Rows from a box labeling dataset
####

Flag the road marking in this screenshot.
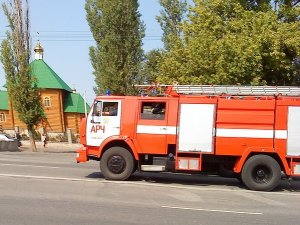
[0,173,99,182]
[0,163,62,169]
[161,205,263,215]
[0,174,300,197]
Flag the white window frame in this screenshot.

####

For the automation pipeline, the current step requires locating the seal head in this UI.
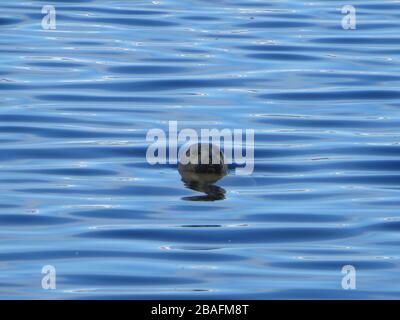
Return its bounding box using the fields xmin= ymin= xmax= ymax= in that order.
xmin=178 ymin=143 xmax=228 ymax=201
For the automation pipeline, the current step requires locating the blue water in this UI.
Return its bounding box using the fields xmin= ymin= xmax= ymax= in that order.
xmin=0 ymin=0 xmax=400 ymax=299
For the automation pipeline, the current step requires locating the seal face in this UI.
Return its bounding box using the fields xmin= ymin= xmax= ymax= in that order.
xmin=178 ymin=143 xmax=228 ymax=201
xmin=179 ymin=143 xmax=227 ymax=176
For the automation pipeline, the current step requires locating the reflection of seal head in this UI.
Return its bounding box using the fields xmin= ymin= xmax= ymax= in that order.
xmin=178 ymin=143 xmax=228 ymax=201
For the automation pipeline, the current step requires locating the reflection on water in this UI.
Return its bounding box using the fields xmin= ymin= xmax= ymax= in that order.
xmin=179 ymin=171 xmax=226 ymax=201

####

Exercise prompt: Write out the records again from the line containing "the seal head in this UI." through the line containing "xmin=0 ymin=0 xmax=400 ymax=299", keeping the requests and shifting every bounding box coordinate in the answers up by 78. Leave the pictures out.

Written response:
For the automation pipeline, the current step requires locating the seal head in this UI.
Return its bounding box using the fields xmin= ymin= xmax= ymax= in that order.
xmin=256 ymin=221 xmax=306 ymax=279
For the automation pipeline, the current step requires locating the blue water in this UI.
Return its bounding box using the fields xmin= ymin= xmax= ymax= in that order.
xmin=78 ymin=78 xmax=478 ymax=377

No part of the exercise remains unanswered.